[ARTICLE]:
+-------+

Cora Vander Broek (born November 20, 1977)  is an American actress. She was nominated for the Tony Award for Best Featured Actress in a Play in 2020 for her Broadway-debut performance as Jules in Linda Vista by Tracy Letts.

She has appeared on television in Grace and Frankie, Chicago Fire, and Law & Order: SVU.

Life and career 
Cora F. Vanderbroek was born in Orange City, Iowa, the daughter of Diane (née Vander Stoep) and Thomas Vander Broek (1951-2006). She has a sister, Renee, and two brothers, Caleb and Michael. Her mother is an English teacher and father was a pilot. They worked for a Christian missionary and she spent her early years living with her parents in Indonesia and Honduras, before they returned to Iowa. She graduated from MOC-Floyd Valley High School and Northwestern College in 2000. In high school, she was active in theatre and speech and debate.

She was mentored by Jeff Barker, theatre professor at Northwestern, and his wife Karen during her college years. Vander Broek also performed in plays at the annual Orange City Tulip Festival. Her mother was Tulip Festival Queen in 1972. Vander Broek returned to Orange City in 2015 to perform the play Map of My Kingdom by Mary Swander at the Northwestern College DeWitt Theatre.

+-------+

[SUPPLIED INFORMATION]:
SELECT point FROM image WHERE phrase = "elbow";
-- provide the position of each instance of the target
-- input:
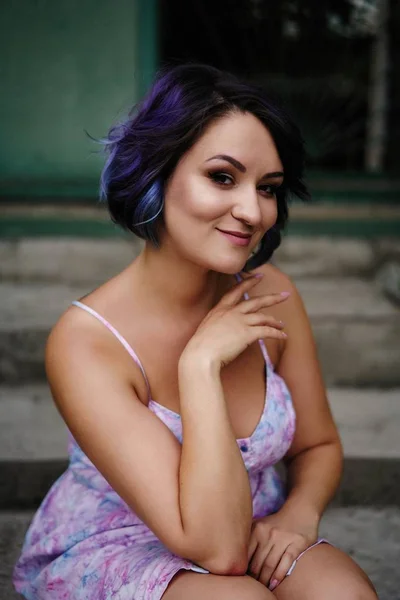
(236, 566)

+-------+

Resume the article about actress Cora Vander Broek, picking up right after its last sentence.

After college, she moved to Chicago and began auditioning. She took additional acting classes at Steppenwolf. In 2007, she was nominated for the Joseph Jefferson Award for Best Supporting Actress for her performance as Drina in Dead End at the Griffin Theatre.

Vander Broek starred in the Chicago (Steppenwolf), and Los Angeles (Mark Taper Forum) productions of Linda Vista, before it opened on Broadway at the Hayes Theater.

She later moved to Los Angeles, where she currently lives with her husband, Matthew Brumlow, who is also an actor.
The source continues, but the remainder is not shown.